◆ Given data ◆
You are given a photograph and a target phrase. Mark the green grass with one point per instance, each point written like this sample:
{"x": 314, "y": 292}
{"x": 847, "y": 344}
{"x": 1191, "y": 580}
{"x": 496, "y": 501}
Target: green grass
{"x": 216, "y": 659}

◆ Work to do ◆
Return each line from the records above that contains the string "grass". Treat uppercase and lowercase as different, so count only matches in the same case.

◆ Answer below ◆
You are given a photograph and a target phrase. Mark the green grass with one point per instance, each point written like this sample:
Target: green grass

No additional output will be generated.